## GIVEN TASK
Copy out the lines below, putting "reference" wherever "sample" appears and keeping everything else the same.

## DATASET
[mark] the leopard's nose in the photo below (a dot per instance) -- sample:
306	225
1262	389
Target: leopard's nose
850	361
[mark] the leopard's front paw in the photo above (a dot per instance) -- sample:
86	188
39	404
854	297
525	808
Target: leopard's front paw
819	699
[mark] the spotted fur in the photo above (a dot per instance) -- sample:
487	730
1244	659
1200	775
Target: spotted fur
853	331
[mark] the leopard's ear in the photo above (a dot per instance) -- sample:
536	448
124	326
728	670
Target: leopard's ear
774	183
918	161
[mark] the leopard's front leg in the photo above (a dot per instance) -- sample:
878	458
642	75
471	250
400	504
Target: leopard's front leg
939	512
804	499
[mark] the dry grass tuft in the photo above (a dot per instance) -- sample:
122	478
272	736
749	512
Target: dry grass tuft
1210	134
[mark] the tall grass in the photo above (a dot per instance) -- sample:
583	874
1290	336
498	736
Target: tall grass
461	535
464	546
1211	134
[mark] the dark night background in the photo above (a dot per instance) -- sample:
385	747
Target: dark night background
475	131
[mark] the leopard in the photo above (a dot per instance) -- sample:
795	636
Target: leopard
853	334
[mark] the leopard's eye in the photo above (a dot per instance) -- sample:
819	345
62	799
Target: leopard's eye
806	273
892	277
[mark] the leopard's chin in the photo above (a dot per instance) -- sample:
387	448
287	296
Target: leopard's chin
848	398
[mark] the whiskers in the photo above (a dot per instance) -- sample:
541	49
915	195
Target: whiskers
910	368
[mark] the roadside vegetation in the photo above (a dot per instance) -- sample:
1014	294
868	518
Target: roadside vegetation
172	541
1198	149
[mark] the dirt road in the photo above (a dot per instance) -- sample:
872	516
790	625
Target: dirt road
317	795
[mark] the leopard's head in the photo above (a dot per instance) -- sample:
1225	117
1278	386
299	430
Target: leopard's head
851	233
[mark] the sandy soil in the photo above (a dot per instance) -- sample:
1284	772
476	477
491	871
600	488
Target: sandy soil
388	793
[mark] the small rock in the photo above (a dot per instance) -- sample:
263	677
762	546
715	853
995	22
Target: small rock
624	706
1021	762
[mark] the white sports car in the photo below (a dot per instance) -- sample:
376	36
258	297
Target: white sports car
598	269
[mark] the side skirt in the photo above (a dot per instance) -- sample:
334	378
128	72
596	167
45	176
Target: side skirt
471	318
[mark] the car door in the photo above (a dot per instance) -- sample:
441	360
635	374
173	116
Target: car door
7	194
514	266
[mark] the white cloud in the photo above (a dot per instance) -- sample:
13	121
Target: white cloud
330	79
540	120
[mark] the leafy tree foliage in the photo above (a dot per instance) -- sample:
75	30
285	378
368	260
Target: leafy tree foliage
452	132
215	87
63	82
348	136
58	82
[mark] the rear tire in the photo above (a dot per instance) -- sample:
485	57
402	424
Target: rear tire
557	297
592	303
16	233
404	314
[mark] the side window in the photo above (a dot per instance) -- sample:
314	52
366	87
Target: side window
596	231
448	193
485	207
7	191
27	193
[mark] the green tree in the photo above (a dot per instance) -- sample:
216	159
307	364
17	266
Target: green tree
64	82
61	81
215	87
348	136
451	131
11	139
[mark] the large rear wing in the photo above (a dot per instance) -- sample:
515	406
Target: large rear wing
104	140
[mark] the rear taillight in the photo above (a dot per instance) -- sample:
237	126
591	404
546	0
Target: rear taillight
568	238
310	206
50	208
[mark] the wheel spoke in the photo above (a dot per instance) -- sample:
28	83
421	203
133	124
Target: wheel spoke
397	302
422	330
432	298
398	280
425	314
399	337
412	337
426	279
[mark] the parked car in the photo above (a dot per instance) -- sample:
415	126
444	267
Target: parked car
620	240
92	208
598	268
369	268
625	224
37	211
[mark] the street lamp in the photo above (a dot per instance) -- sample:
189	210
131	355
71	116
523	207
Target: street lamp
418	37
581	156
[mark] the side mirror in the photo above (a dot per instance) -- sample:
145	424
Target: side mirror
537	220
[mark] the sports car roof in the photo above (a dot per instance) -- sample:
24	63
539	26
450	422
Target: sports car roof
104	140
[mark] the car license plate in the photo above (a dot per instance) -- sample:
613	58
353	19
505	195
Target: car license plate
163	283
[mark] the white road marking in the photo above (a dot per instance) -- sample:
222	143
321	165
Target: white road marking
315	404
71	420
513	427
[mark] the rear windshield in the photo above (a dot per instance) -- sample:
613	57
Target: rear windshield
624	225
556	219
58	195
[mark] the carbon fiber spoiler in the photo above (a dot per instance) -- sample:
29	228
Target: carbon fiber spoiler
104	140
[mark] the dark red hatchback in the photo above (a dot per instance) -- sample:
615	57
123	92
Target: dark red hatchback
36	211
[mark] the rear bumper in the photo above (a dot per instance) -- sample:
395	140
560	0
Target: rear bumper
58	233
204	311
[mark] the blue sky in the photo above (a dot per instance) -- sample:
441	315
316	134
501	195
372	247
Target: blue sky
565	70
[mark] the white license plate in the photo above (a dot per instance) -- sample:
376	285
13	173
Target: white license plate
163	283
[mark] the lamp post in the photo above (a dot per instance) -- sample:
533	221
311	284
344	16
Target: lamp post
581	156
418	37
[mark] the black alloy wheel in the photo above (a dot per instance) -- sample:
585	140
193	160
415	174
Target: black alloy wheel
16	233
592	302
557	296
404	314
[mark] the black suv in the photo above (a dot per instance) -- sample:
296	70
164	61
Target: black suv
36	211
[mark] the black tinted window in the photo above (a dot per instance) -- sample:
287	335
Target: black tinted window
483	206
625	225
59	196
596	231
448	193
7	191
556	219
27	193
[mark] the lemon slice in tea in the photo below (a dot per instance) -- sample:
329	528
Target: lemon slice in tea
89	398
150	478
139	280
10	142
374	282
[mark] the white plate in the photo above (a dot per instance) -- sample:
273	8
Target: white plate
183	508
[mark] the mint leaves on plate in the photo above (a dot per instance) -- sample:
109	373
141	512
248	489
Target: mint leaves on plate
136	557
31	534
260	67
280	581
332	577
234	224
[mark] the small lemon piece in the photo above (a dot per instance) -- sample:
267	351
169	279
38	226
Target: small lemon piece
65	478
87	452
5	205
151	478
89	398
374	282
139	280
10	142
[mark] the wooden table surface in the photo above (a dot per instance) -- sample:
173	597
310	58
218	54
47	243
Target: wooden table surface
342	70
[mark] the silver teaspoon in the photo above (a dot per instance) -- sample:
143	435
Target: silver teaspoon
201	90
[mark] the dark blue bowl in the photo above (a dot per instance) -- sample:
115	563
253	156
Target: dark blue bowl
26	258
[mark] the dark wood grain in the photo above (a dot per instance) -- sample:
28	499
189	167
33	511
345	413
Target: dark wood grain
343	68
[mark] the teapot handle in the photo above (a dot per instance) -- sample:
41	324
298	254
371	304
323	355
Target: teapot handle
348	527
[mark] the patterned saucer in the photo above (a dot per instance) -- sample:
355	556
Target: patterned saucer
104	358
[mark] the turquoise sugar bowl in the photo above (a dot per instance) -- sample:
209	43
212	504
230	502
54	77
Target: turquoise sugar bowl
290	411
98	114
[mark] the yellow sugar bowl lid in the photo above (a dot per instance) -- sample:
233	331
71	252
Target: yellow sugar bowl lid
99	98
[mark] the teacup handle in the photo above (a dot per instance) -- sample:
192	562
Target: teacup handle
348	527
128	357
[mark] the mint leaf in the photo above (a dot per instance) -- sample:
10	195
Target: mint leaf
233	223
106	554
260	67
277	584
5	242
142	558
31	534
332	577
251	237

## ANSWER
[mark] the leopard's nose in the photo below (a dot per instance) -- reference:
306	225
1262	389
Target: leopard's nose
850	361
[mark] the leopard's front paw in the photo above (a dot per instance) -- reference:
86	188
39	404
854	297
525	808
Target: leopard's front paw
819	699
[mark] the spotted fur in the photo above (a dot per instance) -- reference:
487	730
1244	659
1200	775
Target: spotted fur
853	331
[mark] the leopard's ear in the photo above (a dot per instance) -- reference:
536	448
124	326
728	670
Target: leopard's ear
774	183
918	161
[mark] the leopard's front leg in the photo above (a dot per instance) -- reference:
878	458
642	75
471	250
400	504
Target: leopard's front leg
939	512
804	499
[mark] the dry grass tuft in the photo above (a dot per instance) -- reference:
122	478
272	736
749	512
Target: dry grass tuft
1210	134
[mark] the tall grass in the photo above (a dot per instance) -- reference:
583	874
1290	336
498	736
Target: tall grass
461	535
464	546
1211	134
[mark] the dark night background in the photo above (a dot per instance) -- reference:
385	747
Target: dark night background
475	131
[mark] the leopard in the photo above (a dot per instance) -- reference:
795	636
Target: leopard
853	334
[mark] the leopard's eye in the photo above (a dot per instance) -- reference:
819	345
62	799
Target: leopard's eye
806	273
892	277
[mark] the leopard's chin in the photo above (a dot per instance) -- reference:
387	448
287	296
Target: leopard's chin
848	398
[mark] the whiskers in the photo above (a dot per instance) -- reference:
541	49
915	195
Target: whiskers
910	368
[mark] the roadside vegetation in the photo above (a dot per instance) -- reference:
1014	294
868	518
Target: roadside vegetation
172	541
1198	149
[mark] the dirt road in the photo above (a dot per instance) -- reference:
872	516
790	625
Target: dirt road
317	795
[mark] the leopard's head in the photo above (a dot per instance) -- reference:
1225	117
1278	386
299	430
Target: leopard's head
851	233
[mark] the sandy soil in the photo above (a dot per instance) -- reference:
1284	772
476	477
491	871
600	488
Target: sandy soil
388	793
[mark] the small rock in the photo above (a dot per instance) -- reference:
263	677
762	546
715	853
995	22
Target: small rock
624	706
1021	762
[mark] the white sports car in the photo below (a dot per instance) -- reference:
376	36
258	297
Target: white sports car
598	269
[mark] the side skirt in the photo above (a dot per instance) -- reference:
334	378
128	72
596	167
45	176
Target: side skirt
471	318
[mark] the car door in the photo above (a dot per instance) -- reference:
441	360
635	374
173	116
Target: car door
7	194
514	266
[mark] the white cloud in the photo above (a dot per instance) -- reference:
13	121
Target: white cloud
330	79
540	120
[mark] the leafy tree foliage in the photo above (a dot per instance) -- reference:
75	30
285	378
368	260
Target: leafy tree foliage
452	132
215	87
63	82
348	136
58	82
[mark] the rear tire in the photo above (a dot per instance) -- reference:
485	57
402	424
Target: rear tire
557	297
592	303
16	233
404	314
[mark] the side window in the photo above (a dot per instance) -- reference:
314	52
366	87
Target: side window
596	231
448	193
485	207
7	191
27	193
[mark] the green tree in the photo above (a dot per instance) -- reference:
216	159
307	364
17	266
Target: green tree
64	82
61	81
215	87
348	136
451	131
11	139
[mark] the large rear wing in the photo above (a dot per instance) -- reference:
515	406
Target: large rear wing
104	140
[mark] the rear taillight in the photo above (a dot per instance) -- reference:
237	126
591	404
546	0
Target: rear taillight
568	238
310	206
50	208
[mark] the wheel spoke in the photo above (a dot per instance) -- reference:
28	83
421	203
133	124
Target: wheel spoke
397	302
422	330
432	298
398	280
425	314
399	337
412	337
426	279
[mark] the parked car in the photo above (a dot per instance) -- reference:
415	126
444	267
Target: parked car
620	240
92	208
598	268
369	268
625	224
37	211
[mark] the street lamp in the photo above (a dot per instance) -- reference:
189	210
131	355
71	116
523	207
Target: street lamp
418	37
581	156
[mark] the side mirror in the photo above (a dot per instance) -- reference:
145	424
Target: side mirror
537	220
[mark] the sports car roof in the photo above (a dot per instance) -- reference:
24	63
539	26
450	422
Target: sports car roof
104	140
[mark] the car license plate in the photo above (a dot per instance) -- reference:
613	58
353	19
505	195
Target: car license plate
163	283
[mark] the white road marking in the photo above (a dot per instance) -- reference:
222	143
321	165
Target: white road marking
315	404
71	420
513	427
[mark] the rear windshield in the photo above (a dot per instance) -- reference:
613	57
Target: rear windshield
624	225
556	219
58	195
[mark] the carbon fiber spoiler in the photo above (a dot per instance) -- reference:
29	228
Target: carbon fiber spoiler
104	140
[mark] the dark red hatchback in the photo above (a dot per instance) -- reference:
615	57
123	92
Target: dark red hatchback
36	211
[mark] the rear bumper in the photo above (a dot per instance) -- reference:
395	140
560	0
Target: rear bumper
58	233
204	311
[mark] the blue sky in the photo above (a dot per instance) -- reference:
441	315
316	134
501	195
372	247
Target: blue sky
565	70
[mark] the white license plate in the photo above (a dot per instance) -- reference:
376	285
13	173
Target: white license plate
163	283
[mark] the lamp post in the photo above (a dot per instance) -- reference:
533	221
311	284
344	16
Target: lamp post
581	156
418	37
[mark] the black alloy wheel in the photo above (a dot per instance) -- reference:
585	140
193	160
415	174
Target: black alloy wheel
16	233
592	302
557	296
404	314
[mark] the black suv in the photo above (a dot per instance) -- reference:
296	70
164	61
Target: black suv
36	211
[mark] the black tinted window in the photo above (a dot per instance) -- reference:
287	335
Target: black tinted window
483	206
625	225
59	196
596	231
448	193
7	191
556	219
27	193
[mark] the lemon slice in tea in the photo below (a dot per instance) -- reference:
329	528
Target: lemon slice in tea
89	398
150	478
139	280
10	142
374	282
[mark] the white plate in the photo above (a dot per instance) -- reference:
273	8
Target: white plate
183	508
[mark] the mint leaves on plate in the photo above (a dot per instance) -- reference:
109	373
141	512
248	489
Target: mint leaves on plate
136	557
31	534
260	67
280	581
332	577
234	224
[mark] the small lemon piece in the photo above (a dot per instance) -- reference:
267	351
169	279
38	226
Target: small lemon piece
65	478
87	452
5	205
151	478
89	398
374	282
139	280
10	142
[mark] the wooden table surface in the photo above (a dot per instance) -- reference:
173	597
310	58
218	54
47	243
Target: wooden table surface
342	70
[mark] the silver teaspoon in the photo above (a dot per instance) -- reference:
143	435
Target: silver teaspoon
201	90
[mark] the dark blue bowl in the photo above (a dot per instance) -- reference:
115	563
253	156
Target: dark blue bowl
26	258
[mark] the dark wood grain in the photo above (a dot per instance) -- reference:
28	499
189	167
33	511
345	413
Target: dark wood grain
343	68
[mark] the teapot handle in the photo above (a dot per instance) -- reference:
41	324
298	254
371	304
323	355
Target: teapot handle
348	527
[mark] the patterned saucer in the photo above (a dot per instance) -- reference:
355	556
Target: patterned saucer
104	358
[mark] the turquoise sugar bowl in the photo above (a dot per instance) -- reference:
209	43
212	504
230	502
54	77
Target: turquoise sugar bowl
290	411
98	114
[mark] the yellow sugar bowl lid in the photo above (a dot per instance) -- reference:
233	331
71	252
Target: yellow sugar bowl lid
99	98
[mark] the teacup handle in the photo above (a dot per instance) -- reference:
192	562
Target: teacup handle
348	527
128	357
[mark] the mint leaf in the photo above (a dot per instance) -- reference:
10	195
Target: mint leaf
233	223
106	554
260	67
277	584
5	242
142	558
31	534
332	577
251	237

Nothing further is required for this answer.